#### [Texto fornecido]
- - - - -
Na análise do tributarista Daniel Corrêa Szelbracikowski, o Congresso Nacional agiu dentro de seus limites, portanto, ele não acredita que o governo pode ter uma vitória fácil. “O Executivo majorou o IOF não como resposta a uma necessidade extrafiscal (como, por exemplo, para intensificar comércio internacional, fluxo de capitais, etc), mas declaradamente para arrecadar e equilibrar contas públicas internas. O Congresso percebeu isso e em razão desse fato é que cassou o ato”.

Confira a lista dos processos:

ADI 5740 – Relatora Ministra Cármen Lúcia, Tribunal Pleno, julgado em 23/11/2020.

O STF considerou inconstitucional a sustação, por decreto legislativo distrital (Decreto Legislativo nº 2.146/17 do DF), de ato normativo do Executivo (Decreto Distrital nº 38.293/2017 DF) que regulamentou a Lei n. 2.615/2000, na qual foram estabelecidas “sanções às práticas discriminatórias em razão da orientação sexual das pessoas”.

A Corte entendeu pela ausência de abuso do poder regulamentar do Governador do Distrito Federal, restando configurada interferência indevida na competência privativa do chefe do Executivo, em ofensa ao art. 2º, art. 49, V e art. 84, IV da CF.

ADI 748-MC – Relator Ministro Celso de Mello. Medida cautelar deferida em 28/10/1992.

O STF suspendeu decreto legislativo da Assembleia Legislativa do RS (Decreto Legislativo nº 6.662, de 16.06.92) que sustava ato do Governador do Estado que dispunha sobre o calendário rotativo escolar.

ADI 5290 – Relatora Ministra Cármen Lúcia, Tribunal Pleno, julgado em 20/11/2019.
- - - - -
#### [Trechos das linhas]
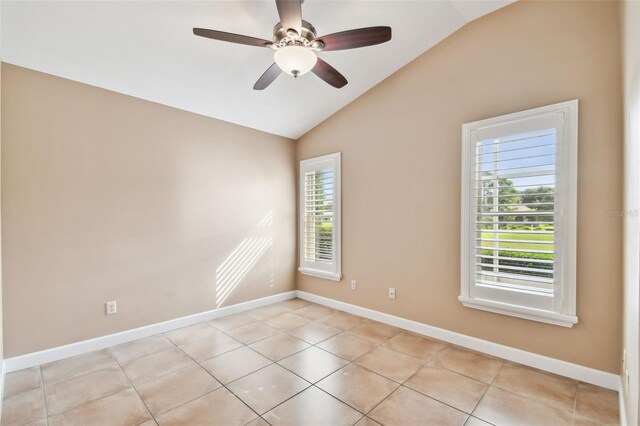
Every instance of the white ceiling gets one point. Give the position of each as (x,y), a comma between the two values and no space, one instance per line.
(146,49)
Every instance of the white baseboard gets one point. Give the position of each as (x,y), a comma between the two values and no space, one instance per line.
(622,406)
(3,373)
(78,348)
(563,368)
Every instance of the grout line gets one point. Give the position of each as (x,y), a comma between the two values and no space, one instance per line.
(132,386)
(346,332)
(44,396)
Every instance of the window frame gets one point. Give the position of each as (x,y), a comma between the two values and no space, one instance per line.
(333,270)
(563,312)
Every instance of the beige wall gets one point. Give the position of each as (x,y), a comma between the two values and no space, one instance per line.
(631,53)
(400,145)
(107,197)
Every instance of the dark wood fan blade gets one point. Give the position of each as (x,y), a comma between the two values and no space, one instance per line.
(329,74)
(268,77)
(290,12)
(355,38)
(232,38)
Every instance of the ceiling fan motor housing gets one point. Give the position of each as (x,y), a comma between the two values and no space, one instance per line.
(284,37)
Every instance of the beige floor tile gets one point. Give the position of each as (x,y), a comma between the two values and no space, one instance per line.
(314,312)
(358,387)
(235,364)
(22,381)
(391,364)
(293,304)
(279,346)
(121,409)
(347,346)
(127,352)
(24,408)
(473,421)
(177,388)
(314,332)
(149,367)
(313,364)
(446,386)
(544,387)
(267,388)
(265,312)
(579,420)
(408,407)
(258,421)
(63,396)
(375,332)
(76,366)
(342,320)
(208,347)
(217,408)
(597,403)
(367,421)
(312,406)
(416,346)
(252,332)
(196,331)
(231,321)
(42,422)
(501,407)
(468,363)
(286,321)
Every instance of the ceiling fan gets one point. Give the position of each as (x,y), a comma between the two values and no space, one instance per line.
(296,45)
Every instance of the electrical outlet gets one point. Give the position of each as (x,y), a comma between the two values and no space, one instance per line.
(111,307)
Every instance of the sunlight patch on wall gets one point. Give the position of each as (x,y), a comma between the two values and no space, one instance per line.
(242,259)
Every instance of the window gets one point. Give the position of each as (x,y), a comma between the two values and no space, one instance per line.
(519,179)
(320,217)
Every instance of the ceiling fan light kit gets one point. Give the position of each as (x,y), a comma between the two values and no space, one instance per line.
(296,45)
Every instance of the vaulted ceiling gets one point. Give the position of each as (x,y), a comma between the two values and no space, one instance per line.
(146,49)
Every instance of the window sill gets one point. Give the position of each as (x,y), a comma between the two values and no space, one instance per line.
(554,318)
(320,274)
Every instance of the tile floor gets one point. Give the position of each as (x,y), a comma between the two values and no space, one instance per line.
(297,363)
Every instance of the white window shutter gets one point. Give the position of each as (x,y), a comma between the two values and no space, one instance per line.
(320,217)
(518,248)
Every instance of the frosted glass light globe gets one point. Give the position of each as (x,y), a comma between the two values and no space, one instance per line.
(295,60)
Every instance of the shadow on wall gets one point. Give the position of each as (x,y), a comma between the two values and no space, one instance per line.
(243,258)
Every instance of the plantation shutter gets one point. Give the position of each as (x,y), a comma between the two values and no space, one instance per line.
(518,222)
(319,216)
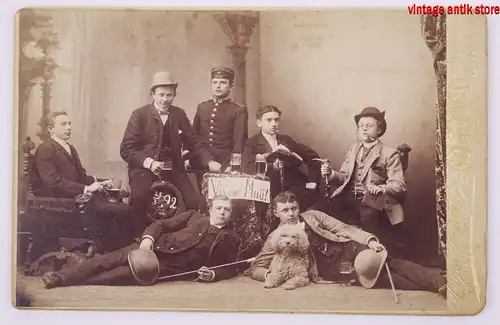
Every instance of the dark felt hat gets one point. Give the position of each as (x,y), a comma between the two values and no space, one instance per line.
(222,72)
(375,113)
(266,109)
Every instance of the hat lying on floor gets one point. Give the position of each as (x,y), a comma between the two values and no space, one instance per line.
(368,265)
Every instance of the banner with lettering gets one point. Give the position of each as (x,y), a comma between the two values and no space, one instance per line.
(242,188)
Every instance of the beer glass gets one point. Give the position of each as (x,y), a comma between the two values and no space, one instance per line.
(260,165)
(166,165)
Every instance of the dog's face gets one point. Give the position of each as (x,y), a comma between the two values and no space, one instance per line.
(290,239)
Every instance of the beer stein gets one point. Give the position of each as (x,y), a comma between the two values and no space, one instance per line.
(235,162)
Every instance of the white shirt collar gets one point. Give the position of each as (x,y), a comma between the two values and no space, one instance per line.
(272,139)
(218,226)
(371,144)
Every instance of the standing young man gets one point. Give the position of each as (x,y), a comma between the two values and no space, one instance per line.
(221,121)
(153,136)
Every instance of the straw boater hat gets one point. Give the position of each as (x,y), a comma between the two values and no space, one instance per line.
(144,266)
(162,78)
(368,265)
(375,113)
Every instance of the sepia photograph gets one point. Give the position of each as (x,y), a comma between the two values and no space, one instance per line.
(290,160)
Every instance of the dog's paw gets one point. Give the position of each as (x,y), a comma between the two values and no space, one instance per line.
(289,286)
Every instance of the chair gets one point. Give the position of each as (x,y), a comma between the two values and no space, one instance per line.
(58,229)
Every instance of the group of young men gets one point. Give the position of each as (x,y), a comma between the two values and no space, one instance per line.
(353,224)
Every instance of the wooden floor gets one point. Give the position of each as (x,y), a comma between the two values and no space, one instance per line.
(239,294)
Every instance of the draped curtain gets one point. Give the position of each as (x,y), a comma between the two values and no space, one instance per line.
(434,32)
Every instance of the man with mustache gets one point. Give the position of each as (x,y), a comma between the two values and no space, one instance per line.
(370,186)
(333,243)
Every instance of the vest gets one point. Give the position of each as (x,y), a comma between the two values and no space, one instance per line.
(166,151)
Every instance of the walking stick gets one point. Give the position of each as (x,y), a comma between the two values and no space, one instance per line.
(249,260)
(392,283)
(282,174)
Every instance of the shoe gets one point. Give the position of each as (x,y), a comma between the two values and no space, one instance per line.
(443,289)
(51,280)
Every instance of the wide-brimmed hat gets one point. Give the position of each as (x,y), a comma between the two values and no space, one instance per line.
(375,113)
(144,265)
(368,265)
(162,78)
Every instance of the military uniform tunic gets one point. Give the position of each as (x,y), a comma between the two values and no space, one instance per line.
(224,126)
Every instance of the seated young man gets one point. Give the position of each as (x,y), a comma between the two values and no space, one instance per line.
(300,177)
(61,174)
(333,242)
(185,242)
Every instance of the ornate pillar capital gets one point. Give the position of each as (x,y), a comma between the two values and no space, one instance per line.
(238,26)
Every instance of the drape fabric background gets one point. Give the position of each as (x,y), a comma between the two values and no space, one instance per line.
(321,68)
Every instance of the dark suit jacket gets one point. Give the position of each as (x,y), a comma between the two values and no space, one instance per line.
(293,175)
(224,130)
(185,230)
(60,174)
(144,135)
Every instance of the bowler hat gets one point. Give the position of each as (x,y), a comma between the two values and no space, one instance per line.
(162,78)
(375,113)
(222,72)
(368,265)
(144,265)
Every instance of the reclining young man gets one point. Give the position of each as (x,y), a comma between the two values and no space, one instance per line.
(187,241)
(333,242)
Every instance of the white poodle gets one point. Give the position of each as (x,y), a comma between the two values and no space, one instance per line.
(290,264)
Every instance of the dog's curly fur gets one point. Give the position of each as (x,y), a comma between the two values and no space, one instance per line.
(290,265)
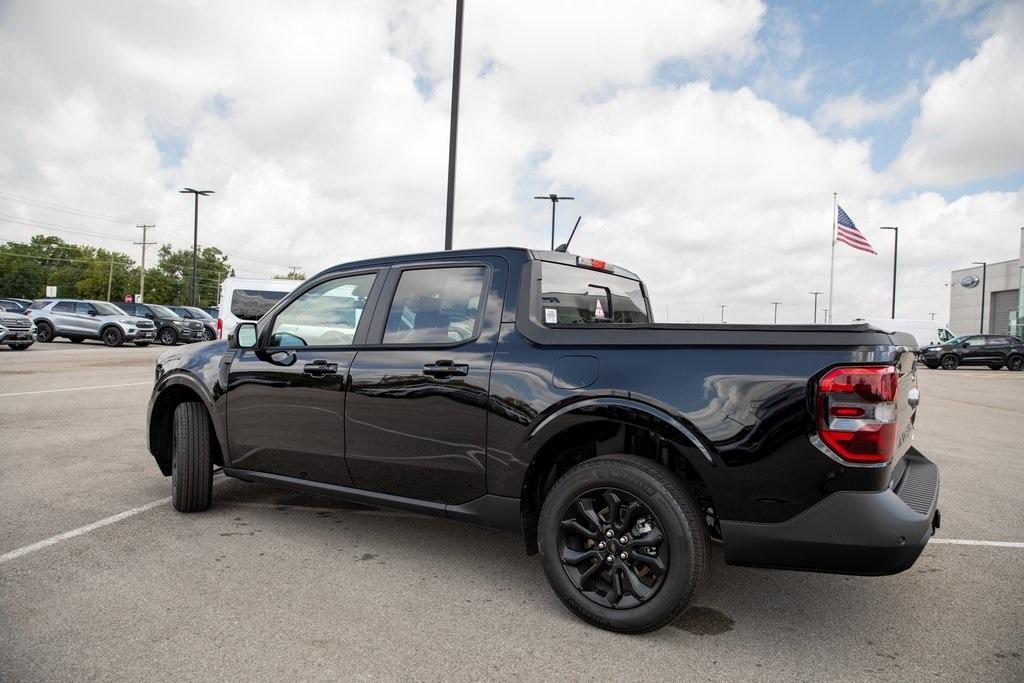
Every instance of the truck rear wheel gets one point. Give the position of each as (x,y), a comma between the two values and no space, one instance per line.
(192,471)
(622,543)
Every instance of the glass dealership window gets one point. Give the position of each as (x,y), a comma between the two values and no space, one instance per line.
(435,306)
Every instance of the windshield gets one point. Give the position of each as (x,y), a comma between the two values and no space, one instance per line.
(163,311)
(104,308)
(571,295)
(199,312)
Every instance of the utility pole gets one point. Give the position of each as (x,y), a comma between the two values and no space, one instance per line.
(454,130)
(194,296)
(555,199)
(815,305)
(141,271)
(895,250)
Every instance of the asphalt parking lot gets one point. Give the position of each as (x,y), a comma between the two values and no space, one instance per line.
(270,584)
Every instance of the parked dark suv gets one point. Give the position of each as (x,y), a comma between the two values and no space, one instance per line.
(992,350)
(171,328)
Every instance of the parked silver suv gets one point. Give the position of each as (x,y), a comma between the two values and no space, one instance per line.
(78,319)
(16,330)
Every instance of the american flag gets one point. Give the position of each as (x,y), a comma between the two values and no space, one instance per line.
(847,232)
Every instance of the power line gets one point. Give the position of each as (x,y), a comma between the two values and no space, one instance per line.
(28,201)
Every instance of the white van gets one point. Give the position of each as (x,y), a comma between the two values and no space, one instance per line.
(246,300)
(928,333)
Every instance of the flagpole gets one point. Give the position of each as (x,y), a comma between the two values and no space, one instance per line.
(832,266)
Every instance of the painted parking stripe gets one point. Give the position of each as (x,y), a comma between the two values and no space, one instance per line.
(53,540)
(968,542)
(104,386)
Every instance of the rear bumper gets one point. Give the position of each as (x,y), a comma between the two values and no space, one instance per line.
(858,532)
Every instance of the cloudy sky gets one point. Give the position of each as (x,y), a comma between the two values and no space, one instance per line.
(702,139)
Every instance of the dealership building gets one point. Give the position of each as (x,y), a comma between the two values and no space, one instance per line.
(989,298)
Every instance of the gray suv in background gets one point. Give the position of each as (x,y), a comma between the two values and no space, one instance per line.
(15,330)
(78,319)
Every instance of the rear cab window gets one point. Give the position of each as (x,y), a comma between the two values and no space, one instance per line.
(574,295)
(253,304)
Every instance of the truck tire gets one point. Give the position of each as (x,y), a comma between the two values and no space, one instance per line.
(622,543)
(113,336)
(192,471)
(44,332)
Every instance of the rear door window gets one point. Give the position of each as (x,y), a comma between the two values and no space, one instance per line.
(577,295)
(253,304)
(436,306)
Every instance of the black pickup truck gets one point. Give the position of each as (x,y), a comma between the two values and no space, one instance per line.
(532,391)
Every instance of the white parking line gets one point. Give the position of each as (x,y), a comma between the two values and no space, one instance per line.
(968,542)
(53,540)
(104,386)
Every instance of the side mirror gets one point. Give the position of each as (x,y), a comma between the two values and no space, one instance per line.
(245,335)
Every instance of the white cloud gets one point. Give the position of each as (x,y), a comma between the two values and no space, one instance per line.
(970,122)
(331,153)
(853,111)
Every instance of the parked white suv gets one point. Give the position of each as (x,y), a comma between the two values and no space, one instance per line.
(78,319)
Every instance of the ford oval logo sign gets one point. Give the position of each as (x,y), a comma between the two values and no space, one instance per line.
(970,282)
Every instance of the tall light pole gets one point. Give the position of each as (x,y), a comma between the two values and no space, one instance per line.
(141,270)
(555,199)
(815,305)
(984,272)
(194,295)
(454,129)
(895,250)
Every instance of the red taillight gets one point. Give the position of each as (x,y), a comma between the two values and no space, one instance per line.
(857,413)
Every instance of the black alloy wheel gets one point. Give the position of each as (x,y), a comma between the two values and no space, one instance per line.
(113,336)
(604,535)
(612,548)
(44,333)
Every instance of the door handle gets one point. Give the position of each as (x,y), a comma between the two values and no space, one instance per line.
(442,369)
(320,368)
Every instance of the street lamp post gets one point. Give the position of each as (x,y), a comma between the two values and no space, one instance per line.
(454,129)
(984,272)
(815,305)
(194,295)
(555,199)
(895,250)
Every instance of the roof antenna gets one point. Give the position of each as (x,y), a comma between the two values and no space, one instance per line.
(563,248)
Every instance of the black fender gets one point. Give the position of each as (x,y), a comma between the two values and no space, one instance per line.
(614,409)
(170,389)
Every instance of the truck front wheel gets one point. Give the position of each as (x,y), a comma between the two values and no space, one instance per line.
(192,471)
(622,543)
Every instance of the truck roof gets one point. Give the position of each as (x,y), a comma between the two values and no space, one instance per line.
(530,254)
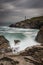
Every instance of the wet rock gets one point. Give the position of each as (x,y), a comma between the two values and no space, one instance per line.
(8,61)
(4,43)
(39,37)
(16,41)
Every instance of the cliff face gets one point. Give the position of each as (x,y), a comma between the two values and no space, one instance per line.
(34,23)
(39,37)
(4,43)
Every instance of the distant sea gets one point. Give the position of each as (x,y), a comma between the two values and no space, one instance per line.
(26,37)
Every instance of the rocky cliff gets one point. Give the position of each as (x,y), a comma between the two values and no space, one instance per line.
(39,37)
(4,43)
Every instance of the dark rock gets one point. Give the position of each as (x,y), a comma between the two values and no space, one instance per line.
(39,37)
(4,43)
(16,41)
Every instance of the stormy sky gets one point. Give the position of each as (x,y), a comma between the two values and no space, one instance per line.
(12,11)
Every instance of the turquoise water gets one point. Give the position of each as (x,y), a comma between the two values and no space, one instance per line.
(26,37)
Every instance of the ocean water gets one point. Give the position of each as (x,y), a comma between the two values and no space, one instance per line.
(26,37)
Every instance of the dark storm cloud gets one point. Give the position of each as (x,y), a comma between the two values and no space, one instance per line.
(16,10)
(29,3)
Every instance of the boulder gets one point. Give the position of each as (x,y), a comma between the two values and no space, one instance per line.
(39,37)
(4,43)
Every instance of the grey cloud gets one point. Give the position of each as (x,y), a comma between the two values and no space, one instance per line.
(30,4)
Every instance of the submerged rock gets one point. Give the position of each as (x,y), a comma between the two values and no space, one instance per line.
(39,37)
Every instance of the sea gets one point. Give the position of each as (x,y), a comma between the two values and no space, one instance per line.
(25,36)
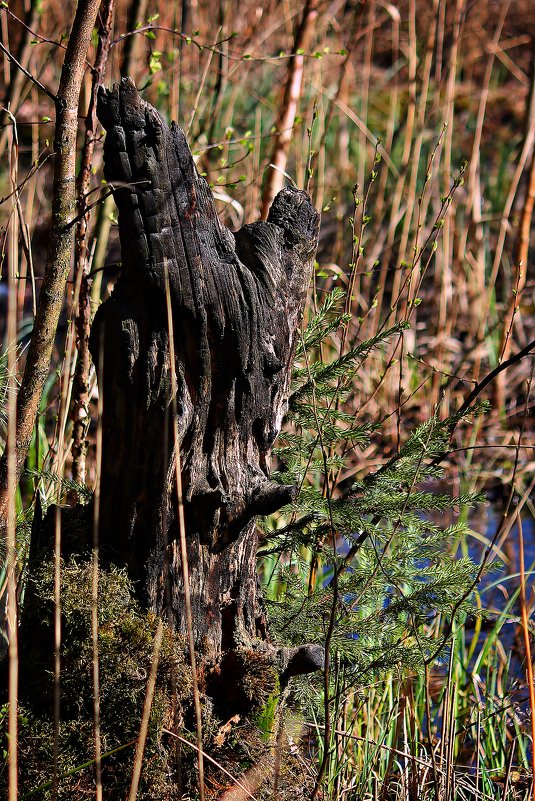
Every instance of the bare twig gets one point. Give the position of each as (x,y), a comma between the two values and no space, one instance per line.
(292,93)
(60,242)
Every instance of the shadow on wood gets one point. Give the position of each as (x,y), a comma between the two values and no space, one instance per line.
(237,303)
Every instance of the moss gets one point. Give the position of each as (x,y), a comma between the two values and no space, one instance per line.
(266,716)
(126,641)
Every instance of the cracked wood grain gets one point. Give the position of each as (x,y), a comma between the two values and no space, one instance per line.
(237,302)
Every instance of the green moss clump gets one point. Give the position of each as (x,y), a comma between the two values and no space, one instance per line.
(126,644)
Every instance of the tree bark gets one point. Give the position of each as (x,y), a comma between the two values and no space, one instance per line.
(237,302)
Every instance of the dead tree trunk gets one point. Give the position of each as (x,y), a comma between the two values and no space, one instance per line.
(237,302)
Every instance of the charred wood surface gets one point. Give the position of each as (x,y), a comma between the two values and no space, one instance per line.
(237,302)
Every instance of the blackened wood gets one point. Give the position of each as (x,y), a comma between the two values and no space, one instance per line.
(237,302)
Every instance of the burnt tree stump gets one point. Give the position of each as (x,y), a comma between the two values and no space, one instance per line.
(237,302)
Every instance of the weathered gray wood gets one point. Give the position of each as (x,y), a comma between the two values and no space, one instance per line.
(237,302)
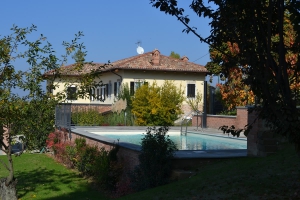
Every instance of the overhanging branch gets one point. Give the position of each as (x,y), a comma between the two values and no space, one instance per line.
(4,164)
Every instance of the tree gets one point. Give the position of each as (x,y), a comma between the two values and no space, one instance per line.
(174,55)
(31,113)
(153,105)
(234,91)
(258,30)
- - - - -
#### [Objetivo do exercício]
Prossiga com o texto sobre o IOF e os processos julgados pelo STF, começando logo depois da última frase.

#### [Resultado do exercício]
A Corte declarou inconstitucional norma estadual (EC 46/2010) que atribuía à Assembleia Legislativa o poder de sustar atos normativos do Executivo e do Tribunal de Contas, em desacordo com a lei.

No voto da relatora, ministra Cármen Lúcia, expressamente reconheceu que “as hipóteses autorizativas do Congresso Nacional para sustar atos normativos do Poder Executivo federal restringem-se à exorbitação do poder regulamentar ou dos limites de delegação legislativa. Não há previsão constitucional, portanto, que possibilite ao Congresso Nacional sustar atos do Executivo que julgue contrários à legalidade.”

RE 1.430.984 AgR – Relatora Ministra Cármen Lúcia, Primeira Turma, julgado em 28/08/2023.

Neste caso, ao analisar o Decreto Legislativo 820/2017 do Amazonas, que sustou os efeitos de atos do DETRAN/AM, o STF reiterou que é inconstitucional a ampliação da competência da Assembleia Legislativa para sustar atos normativos do Poder Executivo que julgue contrários à legalidade.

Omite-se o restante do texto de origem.